=== ENTRIES PROVIDED ===

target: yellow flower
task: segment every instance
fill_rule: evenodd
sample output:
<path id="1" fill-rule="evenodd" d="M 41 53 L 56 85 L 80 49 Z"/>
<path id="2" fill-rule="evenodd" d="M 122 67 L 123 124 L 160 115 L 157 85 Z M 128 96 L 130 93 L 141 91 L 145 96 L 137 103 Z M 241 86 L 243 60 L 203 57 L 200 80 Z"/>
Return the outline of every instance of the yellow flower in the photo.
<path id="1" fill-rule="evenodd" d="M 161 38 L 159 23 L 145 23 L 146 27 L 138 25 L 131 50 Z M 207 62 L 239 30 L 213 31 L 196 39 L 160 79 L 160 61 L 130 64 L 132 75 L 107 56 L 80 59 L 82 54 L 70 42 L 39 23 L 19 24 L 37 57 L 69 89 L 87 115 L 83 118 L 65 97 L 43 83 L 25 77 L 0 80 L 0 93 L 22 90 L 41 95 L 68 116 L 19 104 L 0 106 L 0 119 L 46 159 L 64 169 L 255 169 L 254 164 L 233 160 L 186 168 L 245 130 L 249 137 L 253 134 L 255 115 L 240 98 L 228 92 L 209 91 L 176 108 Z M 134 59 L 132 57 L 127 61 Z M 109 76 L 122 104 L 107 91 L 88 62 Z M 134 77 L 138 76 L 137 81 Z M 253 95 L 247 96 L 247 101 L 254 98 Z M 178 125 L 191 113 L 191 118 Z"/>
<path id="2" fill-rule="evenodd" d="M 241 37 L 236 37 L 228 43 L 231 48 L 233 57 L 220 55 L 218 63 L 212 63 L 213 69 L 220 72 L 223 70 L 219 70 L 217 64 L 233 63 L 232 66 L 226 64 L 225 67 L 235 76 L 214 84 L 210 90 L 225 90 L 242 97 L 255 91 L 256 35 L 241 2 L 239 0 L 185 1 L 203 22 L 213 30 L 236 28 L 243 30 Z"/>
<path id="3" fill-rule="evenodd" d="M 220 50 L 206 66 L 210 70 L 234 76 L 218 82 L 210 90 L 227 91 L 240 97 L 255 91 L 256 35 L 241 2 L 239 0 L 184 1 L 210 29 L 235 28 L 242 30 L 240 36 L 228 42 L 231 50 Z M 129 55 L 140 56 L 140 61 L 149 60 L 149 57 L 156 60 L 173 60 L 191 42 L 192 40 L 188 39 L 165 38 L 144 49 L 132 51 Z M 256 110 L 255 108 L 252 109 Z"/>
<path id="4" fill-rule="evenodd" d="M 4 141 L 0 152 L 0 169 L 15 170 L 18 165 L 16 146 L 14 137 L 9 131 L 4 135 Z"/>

===

- _REQUIRED WORK_: Rewrite the data above, switching each occurrence of "yellow flower" to "white flower" and leaving everything else unchanged.

- _SOLUTION BELOW_:
target: white flower
task: segment every instance
fill_rule: evenodd
sample output:
<path id="1" fill-rule="evenodd" d="M 41 53 L 56 85 L 80 49 Z"/>
<path id="2" fill-rule="evenodd" d="M 122 67 L 123 124 L 160 115 L 157 85 Z M 128 96 L 130 93 L 141 91 L 145 96 L 137 103 Z M 241 86 L 243 60 L 203 57 L 200 80 Z"/>
Return the outline of every instance of the white flower in the photo.
<path id="1" fill-rule="evenodd" d="M 161 38 L 159 23 L 145 23 L 146 27 L 138 25 L 131 50 Z M 207 62 L 239 30 L 213 31 L 196 39 L 160 79 L 160 61 L 130 64 L 132 75 L 107 56 L 80 59 L 82 54 L 70 42 L 39 23 L 19 24 L 37 57 L 69 89 L 87 115 L 83 118 L 65 97 L 43 83 L 25 77 L 0 80 L 0 93 L 22 90 L 41 95 L 68 116 L 19 104 L 0 106 L 0 119 L 46 159 L 64 169 L 255 169 L 254 164 L 233 160 L 186 168 L 245 130 L 249 137 L 253 134 L 255 115 L 240 98 L 228 92 L 209 91 L 176 108 Z M 134 59 L 132 57 L 127 61 Z M 109 76 L 122 104 L 107 91 L 88 62 Z M 134 77 L 138 76 L 137 81 Z M 253 95 L 247 96 L 247 101 L 254 98 Z M 178 125 L 191 113 L 191 118 Z"/>
<path id="2" fill-rule="evenodd" d="M 241 37 L 236 37 L 228 43 L 231 48 L 233 57 L 220 55 L 218 63 L 212 63 L 213 69 L 220 72 L 223 70 L 219 70 L 217 64 L 233 63 L 232 66 L 226 64 L 225 67 L 235 76 L 214 84 L 210 90 L 225 90 L 242 97 L 255 91 L 256 35 L 241 2 L 239 0 L 185 1 L 203 22 L 213 30 L 236 28 L 243 30 Z"/>
<path id="3" fill-rule="evenodd" d="M 220 50 L 206 66 L 210 70 L 234 76 L 218 82 L 210 90 L 227 91 L 240 97 L 255 91 L 256 35 L 241 2 L 239 0 L 184 1 L 210 29 L 235 28 L 242 30 L 240 36 L 228 42 L 231 50 Z M 129 55 L 140 56 L 140 61 L 149 60 L 149 57 L 156 60 L 173 60 L 191 42 L 192 40 L 188 39 L 165 38 L 144 49 L 132 51 Z M 256 110 L 255 108 L 252 109 Z"/>
<path id="4" fill-rule="evenodd" d="M 4 141 L 0 152 L 0 169 L 15 170 L 18 165 L 16 146 L 14 137 L 9 131 L 4 135 Z"/>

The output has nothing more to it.